■ Your objective: Arrange the listing below as a two-column CSV headed instruction and coordinates. Give one row for each instruction and its coordinates, with every value in a single quoted field, line breaks turned into spaces, and the pictures left out.

☆ ☆ ☆

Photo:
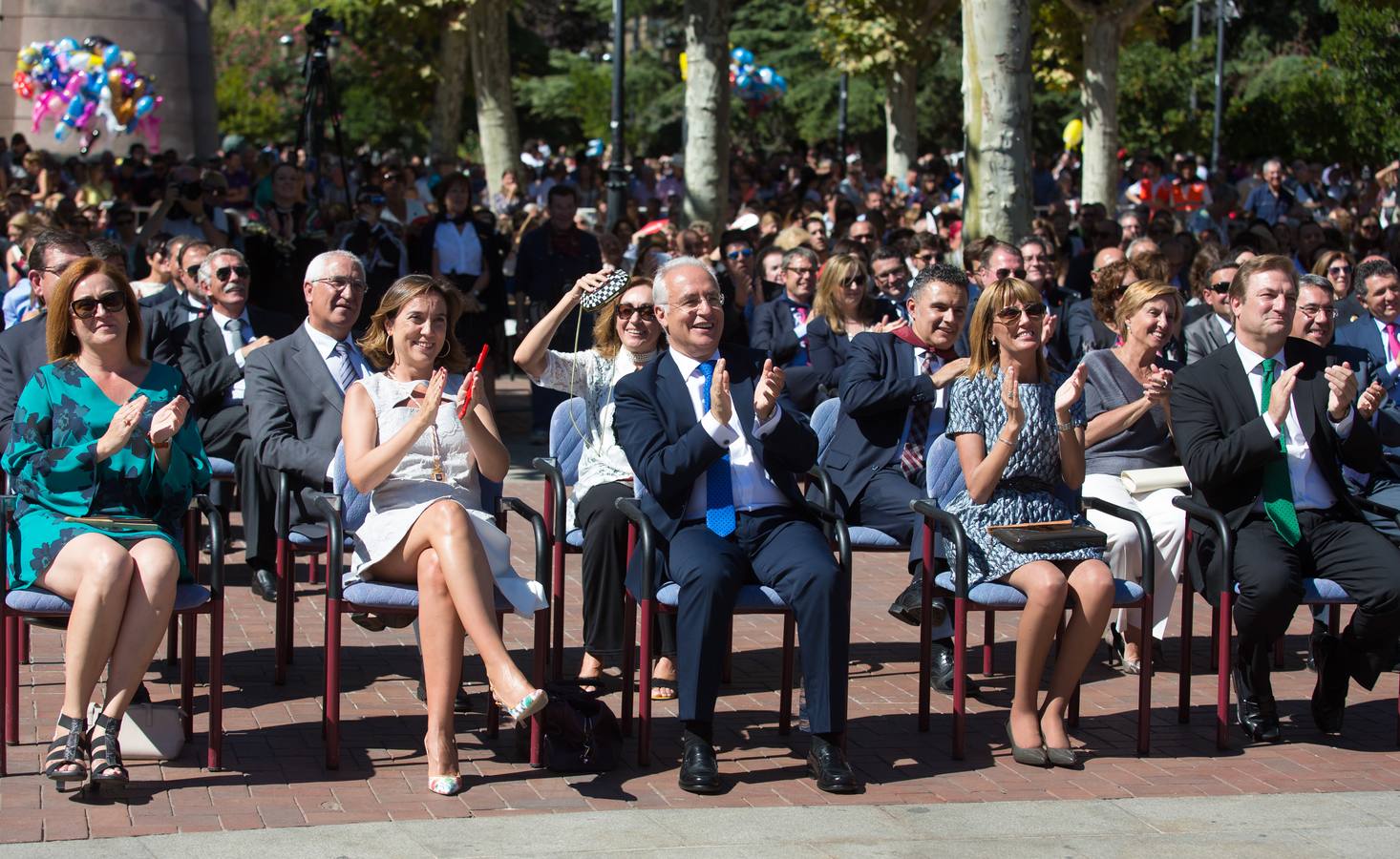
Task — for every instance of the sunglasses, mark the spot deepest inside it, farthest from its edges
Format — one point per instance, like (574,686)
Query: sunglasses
(647,312)
(1033,311)
(86,308)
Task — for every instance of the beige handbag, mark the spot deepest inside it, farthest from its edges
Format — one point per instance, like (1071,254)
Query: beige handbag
(150,732)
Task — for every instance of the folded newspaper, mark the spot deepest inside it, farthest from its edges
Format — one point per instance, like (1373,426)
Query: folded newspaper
(1148,480)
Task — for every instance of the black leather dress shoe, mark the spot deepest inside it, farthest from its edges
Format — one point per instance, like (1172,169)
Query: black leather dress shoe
(699,768)
(828,765)
(1258,715)
(907,607)
(265,585)
(1328,702)
(943,673)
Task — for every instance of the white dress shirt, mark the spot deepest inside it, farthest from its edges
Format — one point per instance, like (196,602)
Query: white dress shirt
(750,480)
(1310,490)
(459,251)
(234,347)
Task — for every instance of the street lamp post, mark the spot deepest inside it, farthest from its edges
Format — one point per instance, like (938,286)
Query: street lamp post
(618,165)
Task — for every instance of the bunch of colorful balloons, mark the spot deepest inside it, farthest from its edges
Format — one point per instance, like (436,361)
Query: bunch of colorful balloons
(75,83)
(756,86)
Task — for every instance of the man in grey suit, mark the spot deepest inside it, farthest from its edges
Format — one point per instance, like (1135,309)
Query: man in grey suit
(294,388)
(1214,329)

☆ ☆ ☆

■ Correct output:
instruction,coordinates
"Photo: Task — for every instance of the sunglasses, mark the spot deepest inside it, farthest from its edges Format — one point per instance, like (574,686) Query: sunglasses","(647,312) (1033,311) (86,308)"
"Task — for every instance of the beige handbag, mark the spot deepest inside it, farthest from its edges Format — one point per instance, like (1071,254) Query: beige handbag","(150,732)"
"Task — for every instance of the folded newspaper, mark the spot deepest inside it, farthest from its edges Format — one point per instance, like (1373,426) Query: folded newspaper","(1148,480)"
"Task — for every instance of the black leather dress shoe, mark the spot deepest inside it, farthest from its edges Format — one point per instance, like (1172,169) Query: black leather dress shoe","(699,768) (828,765) (1258,715) (907,607) (265,585) (1328,702) (943,673)"
"Task — for every instance of the white dress shirt, mark the spot deepest inside it, farthest from its edges Format — one point per instance, like (196,602) Query: white dress shirt","(750,480) (1310,490) (459,251) (234,347)"
"Task — for every instance of the street lamp post, mark the spot deepest inside it, farthest from its edges Format — one point per instance, like (938,286) Query: street lamp post","(618,165)"
"Task — for every instance of the bunch of colorful balloons, mark the spot deepest inside it, farthest from its edges Format — one point per instance, like (436,361) Query: bunch of colorful balloons","(75,83) (756,86)"
"Task — for every instance of the man in grey suit, mark the spot deepest inside it, farthest from its edges Format — one point per instance, like (1135,309) Query: man in grey suit","(294,388) (1214,329)"